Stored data
● ● ● ●

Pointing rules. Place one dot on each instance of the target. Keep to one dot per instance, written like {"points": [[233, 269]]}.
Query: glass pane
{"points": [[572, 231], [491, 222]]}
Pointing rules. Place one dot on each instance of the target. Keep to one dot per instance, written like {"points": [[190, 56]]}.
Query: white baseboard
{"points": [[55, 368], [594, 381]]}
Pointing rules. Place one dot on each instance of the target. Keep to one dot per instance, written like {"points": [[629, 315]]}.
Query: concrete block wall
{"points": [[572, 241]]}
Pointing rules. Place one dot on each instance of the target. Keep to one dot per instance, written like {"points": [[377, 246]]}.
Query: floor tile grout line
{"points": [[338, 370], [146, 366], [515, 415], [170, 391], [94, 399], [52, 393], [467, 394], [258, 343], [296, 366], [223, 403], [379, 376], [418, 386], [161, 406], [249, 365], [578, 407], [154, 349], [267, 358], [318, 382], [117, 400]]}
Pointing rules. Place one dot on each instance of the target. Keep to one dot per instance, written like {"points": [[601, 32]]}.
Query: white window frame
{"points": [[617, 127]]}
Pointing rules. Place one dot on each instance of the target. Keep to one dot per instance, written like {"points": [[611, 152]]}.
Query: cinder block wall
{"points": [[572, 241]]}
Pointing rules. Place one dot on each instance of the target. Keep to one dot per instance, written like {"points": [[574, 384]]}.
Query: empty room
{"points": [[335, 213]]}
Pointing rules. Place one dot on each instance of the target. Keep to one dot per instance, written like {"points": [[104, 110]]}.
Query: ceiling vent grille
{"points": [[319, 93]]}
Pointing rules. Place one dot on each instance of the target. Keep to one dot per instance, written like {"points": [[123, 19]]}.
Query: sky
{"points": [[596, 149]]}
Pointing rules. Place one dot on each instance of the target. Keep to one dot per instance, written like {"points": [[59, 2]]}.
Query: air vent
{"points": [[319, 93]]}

● ● ● ●

__Task instructions__
Transcribe every entry exactly.

__Reply to the task__
Pointing rules. Place one dot on each instance of the target. Keep to one dot per instance, written like {"points": [[233, 269]]}.
Query: glass pane
{"points": [[572, 231], [491, 222]]}
Pointing rules. Place one dot on each instance of the target. Keep to one dot per instance, written like {"points": [[190, 56]]}.
Query: white baseboard
{"points": [[55, 368], [594, 381]]}
Pointing rules. Place one dot on each instance of the target. Keep to one dot per instance, written like {"points": [[629, 315]]}.
Query: concrete block wall
{"points": [[572, 241]]}
Pointing rules. Place one dot on each instance of the target. Keep to one dot per instance, written like {"points": [[377, 246]]}.
Query: floor tile grout line
{"points": [[338, 370], [146, 366], [515, 415], [170, 391], [94, 399], [52, 393], [467, 394], [258, 343], [296, 366], [223, 403], [379, 376], [418, 386], [161, 406], [249, 365], [578, 407], [154, 349], [267, 358], [318, 382], [117, 400]]}
Pointing rules. Place one dot on each instance of the target. Keep to one dot per instance, written like {"points": [[601, 32]]}.
Query: white window frame
{"points": [[617, 127]]}
Pointing rules. Place one dot on each instance of the target. Keep to one dot per instance, written like {"points": [[611, 152]]}.
Query: cinder block wall
{"points": [[572, 241]]}
Pointing rules. Place one dot on each instance of the target. Keep to one dot per instance, written like {"points": [[574, 384]]}.
Query: empty room
{"points": [[335, 213]]}
Pointing rules. Place one dot on each instance of the target. Keep to one dot per instance, written like {"points": [[104, 110]]}.
Query: ceiling vent grille
{"points": [[319, 93]]}
Pointing rules. Place one dot on each instance of the target. Keep to one dot per instance, written like {"points": [[123, 19]]}.
Query: sky
{"points": [[596, 149]]}
Pointing rules. Place one dot on each instance of the target. Keep to one dot per instance, written like {"points": [[59, 2]]}.
Query: air vent
{"points": [[319, 93]]}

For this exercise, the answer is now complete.